■ **TO-DO LIST**:
**A.** Reproduce the part of the YouTube Clips article starting with "Here’s how you" and going on through "and can rank.".
**B.** In the YouTube Clips article, turn the paragraph beginning "YouTube Clips play in the same way" into a short bulleted list that keeps its main facts.

■ **PASSAGE**:
**********

A screenshot of a YouTube Clip embedded in a LinkedIn post

However, one thing that LinkedIn’s sharing settings do well is show a good amount of the description that I wrote in the YouTube Clip share card.


The sharing experience was almost exactly the same on Facebook as it was on LinkedIn. Overall, the social implementation is limited, which is why I am convinced that this is an SEO tool.


Clips work best as blog embeds


It wasn’t until I embedded a Clip into a blog post that I realized the true potential of YouTube Clips. It works really well to enable you to extract the most important segments from your long-form videos and pop them into your blog (to provide additional context, cite source material, or supplement the written content, for example).


This is not the same as sharing a YouTube video embed that starts at a given timestamp because you only extract 60 seconds of video per Clip. Even though you’re limited to one minute, you can make lots of them and all of them will contribute to the overall value of your source video.

So, it’s essentially the video equivalent of a quote from a book or a sample of a most excellent guitar riff.



YouTube Clips play in the same way that standard YouTube embeds play in a blog post and they include any subtitles from the original video as well. They also loop, making them easier for users to view a few times and process the content before moving on to the next step. They are ideal for blogs with written how-to’s supported by a video demonstration.


How to use YouTube Clips for SEO


In my opinion, SEOs should be paying attention to YouTtube Clips for a few reasons:

  • They present a great opportunity to revisit written content and add relevant instructional segments, quotes, and context, allowing you to consolidate your video efforts for maximum user value.

  • Clips are rankable and are impacting the search engine results page (SERP).

  • Clips may be impacting Key Moments shown in the SERP.


Here’s how you make the most of this for SEO.


Update longer instructional content with step-by-step segments

Refreshing content that is already ranking can add value for users. Recipe blogs, how-to guides, and tutorials could share multiple video steps in a blog post at the most relevant points, and then share the full video at the end. This could also be really useful in the age of Google’s Multitask Unified Model (MUM) technology.


Create searchable YouTube Clips within your videos

YouTube Clips and the associated descriptions are crawlable and can rank.


In one example from a video of a Maha Shivaratri festival, I found a 60-second clip of a specific performance from a 10-hour live stream ranking for terms that were included in the Clip’s description but not in the source video transcript or description.


A screenshot of a YouTube Clip ranking in Google Search

This suggests that Clips provide an opportunity to associate relevant keywords and phrases with video content, which can then be searched on Google. This also means that anyone can find them online by searching for them in the usual way.

**********

Pointing dataset excerpts:

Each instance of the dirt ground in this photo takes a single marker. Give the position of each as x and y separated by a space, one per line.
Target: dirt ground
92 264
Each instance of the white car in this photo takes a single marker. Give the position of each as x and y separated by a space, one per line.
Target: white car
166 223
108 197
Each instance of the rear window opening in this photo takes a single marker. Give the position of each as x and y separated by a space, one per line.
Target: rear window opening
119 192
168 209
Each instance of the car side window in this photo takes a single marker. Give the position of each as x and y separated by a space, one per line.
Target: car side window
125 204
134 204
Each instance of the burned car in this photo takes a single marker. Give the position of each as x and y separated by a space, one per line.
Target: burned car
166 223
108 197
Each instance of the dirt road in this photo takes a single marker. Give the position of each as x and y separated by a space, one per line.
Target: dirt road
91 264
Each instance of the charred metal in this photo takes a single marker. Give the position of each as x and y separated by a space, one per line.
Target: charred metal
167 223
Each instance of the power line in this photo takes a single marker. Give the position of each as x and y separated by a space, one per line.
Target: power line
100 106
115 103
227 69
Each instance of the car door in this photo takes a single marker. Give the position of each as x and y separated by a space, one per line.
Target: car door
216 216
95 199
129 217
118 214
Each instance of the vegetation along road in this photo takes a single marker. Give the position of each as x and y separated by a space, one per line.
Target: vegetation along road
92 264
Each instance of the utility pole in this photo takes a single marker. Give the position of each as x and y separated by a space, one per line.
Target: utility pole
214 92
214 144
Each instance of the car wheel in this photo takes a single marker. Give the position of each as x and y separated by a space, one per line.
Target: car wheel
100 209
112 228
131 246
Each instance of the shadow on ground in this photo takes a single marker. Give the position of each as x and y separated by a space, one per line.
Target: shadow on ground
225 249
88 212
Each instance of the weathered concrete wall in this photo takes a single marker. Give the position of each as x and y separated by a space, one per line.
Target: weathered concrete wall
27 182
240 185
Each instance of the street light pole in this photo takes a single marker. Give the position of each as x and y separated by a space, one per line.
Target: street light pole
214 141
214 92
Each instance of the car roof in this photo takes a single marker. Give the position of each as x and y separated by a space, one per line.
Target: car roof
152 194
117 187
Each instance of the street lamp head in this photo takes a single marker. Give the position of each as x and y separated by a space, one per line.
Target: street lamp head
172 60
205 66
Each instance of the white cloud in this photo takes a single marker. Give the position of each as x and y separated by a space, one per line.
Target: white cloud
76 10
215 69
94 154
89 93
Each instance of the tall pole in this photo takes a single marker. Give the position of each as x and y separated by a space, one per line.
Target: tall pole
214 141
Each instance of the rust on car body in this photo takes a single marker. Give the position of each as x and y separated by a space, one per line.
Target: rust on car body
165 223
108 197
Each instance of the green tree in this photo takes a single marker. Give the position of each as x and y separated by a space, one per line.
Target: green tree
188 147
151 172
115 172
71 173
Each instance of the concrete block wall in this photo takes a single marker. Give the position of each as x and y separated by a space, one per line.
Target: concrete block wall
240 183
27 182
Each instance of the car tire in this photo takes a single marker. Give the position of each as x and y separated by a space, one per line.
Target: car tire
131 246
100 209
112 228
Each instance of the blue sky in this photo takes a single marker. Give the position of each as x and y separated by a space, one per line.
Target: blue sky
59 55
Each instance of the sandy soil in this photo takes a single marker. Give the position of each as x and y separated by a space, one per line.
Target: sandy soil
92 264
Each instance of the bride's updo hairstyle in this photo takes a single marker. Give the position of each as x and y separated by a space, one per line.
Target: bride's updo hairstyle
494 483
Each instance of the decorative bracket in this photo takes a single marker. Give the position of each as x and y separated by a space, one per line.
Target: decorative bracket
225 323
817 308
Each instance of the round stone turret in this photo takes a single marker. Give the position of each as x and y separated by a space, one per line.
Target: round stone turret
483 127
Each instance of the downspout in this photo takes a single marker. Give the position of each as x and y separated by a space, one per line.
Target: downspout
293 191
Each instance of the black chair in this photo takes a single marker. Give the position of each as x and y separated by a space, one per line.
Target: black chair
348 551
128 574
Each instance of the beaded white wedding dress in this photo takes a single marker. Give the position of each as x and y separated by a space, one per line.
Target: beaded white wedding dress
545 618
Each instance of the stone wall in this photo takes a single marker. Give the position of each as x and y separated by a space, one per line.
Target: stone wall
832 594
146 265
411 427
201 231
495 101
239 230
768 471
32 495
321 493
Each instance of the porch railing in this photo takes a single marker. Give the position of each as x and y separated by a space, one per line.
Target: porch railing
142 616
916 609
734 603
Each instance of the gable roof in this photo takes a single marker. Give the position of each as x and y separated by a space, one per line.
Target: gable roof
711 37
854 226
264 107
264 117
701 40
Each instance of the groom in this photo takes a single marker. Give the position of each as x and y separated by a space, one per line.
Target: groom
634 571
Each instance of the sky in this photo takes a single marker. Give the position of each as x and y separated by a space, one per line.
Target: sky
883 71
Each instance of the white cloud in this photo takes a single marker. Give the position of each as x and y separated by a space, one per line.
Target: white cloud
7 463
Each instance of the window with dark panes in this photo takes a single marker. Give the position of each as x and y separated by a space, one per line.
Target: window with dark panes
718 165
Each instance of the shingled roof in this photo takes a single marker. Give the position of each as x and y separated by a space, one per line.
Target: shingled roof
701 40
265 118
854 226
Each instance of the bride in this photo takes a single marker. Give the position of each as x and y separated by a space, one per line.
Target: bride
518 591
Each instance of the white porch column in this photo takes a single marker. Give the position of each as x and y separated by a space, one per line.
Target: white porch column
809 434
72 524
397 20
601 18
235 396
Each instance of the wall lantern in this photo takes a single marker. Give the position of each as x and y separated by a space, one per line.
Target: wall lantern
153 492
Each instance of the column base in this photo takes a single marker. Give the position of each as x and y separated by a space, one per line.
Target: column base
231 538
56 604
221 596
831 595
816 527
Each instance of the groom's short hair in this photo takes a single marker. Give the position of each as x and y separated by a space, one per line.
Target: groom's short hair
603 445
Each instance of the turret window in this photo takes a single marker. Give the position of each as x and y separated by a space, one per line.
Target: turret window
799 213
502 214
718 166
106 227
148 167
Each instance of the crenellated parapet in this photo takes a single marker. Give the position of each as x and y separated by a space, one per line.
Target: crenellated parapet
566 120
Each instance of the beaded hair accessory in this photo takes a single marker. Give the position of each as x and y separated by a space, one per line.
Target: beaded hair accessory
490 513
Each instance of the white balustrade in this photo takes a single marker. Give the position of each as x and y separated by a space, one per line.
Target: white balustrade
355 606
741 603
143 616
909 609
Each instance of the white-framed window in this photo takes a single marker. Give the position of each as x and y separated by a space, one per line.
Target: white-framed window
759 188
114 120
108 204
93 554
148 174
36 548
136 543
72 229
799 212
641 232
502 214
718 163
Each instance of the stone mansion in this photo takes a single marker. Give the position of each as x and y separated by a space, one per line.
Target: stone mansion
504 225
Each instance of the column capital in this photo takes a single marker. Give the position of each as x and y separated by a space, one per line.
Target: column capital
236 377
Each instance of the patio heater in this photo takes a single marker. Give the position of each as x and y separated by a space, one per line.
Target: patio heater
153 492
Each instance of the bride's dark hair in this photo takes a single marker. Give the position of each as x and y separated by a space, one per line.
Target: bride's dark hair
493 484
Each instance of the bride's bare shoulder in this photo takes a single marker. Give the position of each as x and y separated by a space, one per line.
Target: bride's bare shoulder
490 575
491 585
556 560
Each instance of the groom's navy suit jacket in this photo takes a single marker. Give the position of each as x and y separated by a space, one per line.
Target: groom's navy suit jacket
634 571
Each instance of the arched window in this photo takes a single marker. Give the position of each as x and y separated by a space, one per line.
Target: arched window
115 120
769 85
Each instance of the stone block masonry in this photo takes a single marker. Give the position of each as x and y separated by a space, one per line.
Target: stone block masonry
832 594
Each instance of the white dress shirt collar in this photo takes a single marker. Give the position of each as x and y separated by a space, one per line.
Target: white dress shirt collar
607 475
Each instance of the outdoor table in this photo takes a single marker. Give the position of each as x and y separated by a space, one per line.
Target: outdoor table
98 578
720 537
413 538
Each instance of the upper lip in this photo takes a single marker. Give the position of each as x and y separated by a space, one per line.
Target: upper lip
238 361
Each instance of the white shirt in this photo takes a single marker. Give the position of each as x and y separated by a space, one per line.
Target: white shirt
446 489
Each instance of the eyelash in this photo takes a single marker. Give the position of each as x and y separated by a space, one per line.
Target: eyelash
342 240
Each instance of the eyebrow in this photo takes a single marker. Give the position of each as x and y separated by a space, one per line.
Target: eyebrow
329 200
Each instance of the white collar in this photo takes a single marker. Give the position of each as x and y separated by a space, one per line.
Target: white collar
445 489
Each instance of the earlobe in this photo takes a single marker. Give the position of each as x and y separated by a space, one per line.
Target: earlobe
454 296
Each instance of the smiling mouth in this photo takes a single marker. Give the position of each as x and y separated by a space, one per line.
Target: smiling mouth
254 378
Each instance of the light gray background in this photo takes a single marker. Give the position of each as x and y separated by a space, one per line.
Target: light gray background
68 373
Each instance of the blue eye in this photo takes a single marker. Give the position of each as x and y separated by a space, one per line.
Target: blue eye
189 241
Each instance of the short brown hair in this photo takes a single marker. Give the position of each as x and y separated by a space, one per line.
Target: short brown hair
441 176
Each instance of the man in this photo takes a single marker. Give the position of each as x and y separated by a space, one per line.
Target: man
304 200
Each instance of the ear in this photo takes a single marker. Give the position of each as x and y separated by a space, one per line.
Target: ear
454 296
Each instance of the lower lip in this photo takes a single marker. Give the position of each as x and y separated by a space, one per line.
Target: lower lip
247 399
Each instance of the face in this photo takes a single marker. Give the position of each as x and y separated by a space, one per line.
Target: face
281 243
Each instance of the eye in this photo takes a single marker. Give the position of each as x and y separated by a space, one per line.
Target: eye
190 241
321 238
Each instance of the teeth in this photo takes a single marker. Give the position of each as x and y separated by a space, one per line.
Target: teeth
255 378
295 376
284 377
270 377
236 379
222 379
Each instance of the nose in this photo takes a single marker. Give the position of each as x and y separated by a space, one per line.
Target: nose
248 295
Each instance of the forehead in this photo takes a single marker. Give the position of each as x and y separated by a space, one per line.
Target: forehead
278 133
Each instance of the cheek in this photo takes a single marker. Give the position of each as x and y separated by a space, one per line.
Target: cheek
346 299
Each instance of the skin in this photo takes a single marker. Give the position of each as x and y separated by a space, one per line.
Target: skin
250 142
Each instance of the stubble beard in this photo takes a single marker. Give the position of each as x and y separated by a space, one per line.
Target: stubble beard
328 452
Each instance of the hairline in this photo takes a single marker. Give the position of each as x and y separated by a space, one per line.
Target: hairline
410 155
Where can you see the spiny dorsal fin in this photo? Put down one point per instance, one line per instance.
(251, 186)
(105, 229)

**********

■ **ANSWERS BY TASK**:
**A.**
Here’s how you make the most of this for SEO.


Update longer instructional content with step-by-step segments

Refreshing content that is already ranking can add value for users. Recipe blogs, how-to guides, and tutorials could share multiple video steps in a blog post at the most relevant points, and then share the full video at the end. This could also be really useful in the age of Google’s Multitask Unified Model (MUM) technology.


Create searchable YouTube Clips within your videos

YouTube Clips and the associated descriptions are crawlable and can rank.

**B.**
- YouTube Clips play in a blog post the same way standard YouTube embeds do.
- They include any subtitles from the original video.
- They loop, so users can watch a few times and absorb the content before moving on.
- They suit blogs with written how-to's backed by a video demonstration.